(TASKS AND EXERCISES)
• a. According to the Vermont health care article, how many federal waivers does the Vermont Employers Health Alliance say the state would need for a single-payer plan?
• b. Please retype the stretch of the Vermont health care article from "The Vermont Medical" through "off the ground.".

(SOURCE TEXT Opens)

By: DAVE GRAM 01/23/11 12:13 PM
Associated Press
When Harvard economist and international health care consultant William Hsiao proposed that Vermont become the first state to move to a single-payer system of health insurance, the immediate response from just about every quarter was to ask a question.

The Vermont Medical Society wants to know how it would affect the doctor-patient relationship; Vermonters with out-of-state employers wonder if they’d have to pay a payroll tax to support the Vermont plan; and advocates for low-income Vermonters questioned the effect on Medicaid recipients.

The biggest question of all, however, may be whether it’s an exercise in futility to think one tiny state could overcome federal rules and regulations to make it a reality.

The Vermont Employers Health Alliance, which represents businesses in health care debates, counts no fewer than 14 waivers — or free passes around a law — the state would have to get from the federal government to get a state single-payer plan off the ground.

"I’m not a lawyer, and this list may not be exhaustive," said Craig Fuller, the Alliance’s managing director.

Hsiao, 75, who designed Taiwan’s health system and has worked on those in eight other countries, defines single-payer as "a system that provides insurance to every … resident with a common benefit package and channels all payments to providers through a single pipe with uniform payments rates and common claim processes and adjudication procedures."

(SOURCE TEXT Closes)
(DATA EXTRACTS Opens)

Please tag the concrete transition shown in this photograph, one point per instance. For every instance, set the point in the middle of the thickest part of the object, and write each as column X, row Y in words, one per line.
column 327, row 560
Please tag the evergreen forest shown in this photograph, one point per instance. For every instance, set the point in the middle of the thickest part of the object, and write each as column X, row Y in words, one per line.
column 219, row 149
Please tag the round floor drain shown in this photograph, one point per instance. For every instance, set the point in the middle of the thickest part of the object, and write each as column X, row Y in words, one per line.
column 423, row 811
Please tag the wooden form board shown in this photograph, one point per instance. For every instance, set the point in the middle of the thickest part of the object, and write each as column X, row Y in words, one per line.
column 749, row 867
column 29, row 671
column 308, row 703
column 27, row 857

(DATA EXTRACTS Closes)
(DATA EXTRACTS Opens)

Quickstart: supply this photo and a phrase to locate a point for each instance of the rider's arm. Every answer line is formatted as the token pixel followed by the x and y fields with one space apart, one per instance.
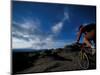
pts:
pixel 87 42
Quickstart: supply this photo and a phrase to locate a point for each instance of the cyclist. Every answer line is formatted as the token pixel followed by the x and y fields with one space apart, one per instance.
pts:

(DATA EXTRACTS Closes)

(OUTPUTS IN ORDER)
• a. No fewer than 14 waivers.

• b.
The Vermont Medical Society wants to know how it would affect the doctor-patient relationship; Vermonters with out-of-state employers wonder if they’d have to pay a payroll tax to support the Vermont plan; and advocates for low-income Vermonters questioned the effect on Medicaid recipients.

The biggest question of all, however, may be whether it’s an exercise in futility to think one tiny state could overcome federal rules and regulations to make it a reality.

The Vermont Employers Health Alliance, which represents businesses in health care debates, counts no fewer than 14 waivers — or free passes around a law — the state would have to get from the federal government to get a state single-payer plan off the ground.